| Your goal |
Extend the blog post about All Saints and All Souls holidays in Dili, picking up after its final sentence about fake flowers.

** Opening Text block **

Wednesday 2 November 2011

Saints, souls and a horse race


Being a lapsed Catholic when I heard that Tuesday 1st of November was a public holiday and knowing that there is a large contingent of Aussie ex-pats in Timor generally and Dili in particular, I immediately thought that “The race that stops a nation” had expanded its holiday reach.
Apparently not.  Far from participating in gambling and alcoholic beverage imbibing, the public holidays allow the predominantly Catholic Timorese to celebrate All Saints Day (November 1st) and All Souls Day (November 2nd).  Most large businesses close, though many smaller shops, including the supermarkets, some market stalls and of course the pulsa (mobile phone credit) sellers remain operable. 
Many people travel to their districts of origin to honour ancestors and family members gone before.  Some take the Monday off and in fact class attendees were a bit thin on the ground.  Those that stay in Dili visit the cemeteries bringing flowers and candles.  Dili is not exactly rife with blooming flora and so flowers are plucked from wherever possible – some plants are stripped bare in raids reminiscent of Valentine’s Day in less religious communities.  Some residents resort to fake flowers which are in greater supply.

** Closing Text block **
** Opening Extracted records block **

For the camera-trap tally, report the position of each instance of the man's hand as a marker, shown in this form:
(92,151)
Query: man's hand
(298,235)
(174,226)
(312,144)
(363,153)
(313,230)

** Closing Extracted records block **

| Answer space |
It’s a respectful time when locals remember those gone before.  For many it must be a very emotional time; their loved ones have not always died of natural causes.  One of my students told me that her father had had his throat cut.  She said it so matter-of-factly.  She was sixteen when it happened and as the eldest went back to her village to help with her younger siblings.  She works in immigration now, but has never been outside of Timor-Leste.  If she scores 3 or above in her IELTS she’ll get a trip to Australia next year.  I hope that I have the skills to make it possible for her.  She studies hard and despite a difficult life has maintained a playful sense of humour.
Death is common here.  Other teachers tell of classes cancelled because someone in the workplace has died.  In an unforgiving landscape with limited educational and medical resources it becomes all the more tragic that people have died fighting for what they believed in – whether that be national independence or private political beliefs.
The country needs stability and perhaps All Saints and All Souls days are small reminders of how the sacrifices made can so easily be in vain when those left behind perpetuate intolerance and violence.
While remembering the dead can become a ghoulish re-wounding where the anguish of loss is eternally revived, it can also spark a recognition of who you really are and what is ultimately important in defining you as a person, your family and perhaps even your nation.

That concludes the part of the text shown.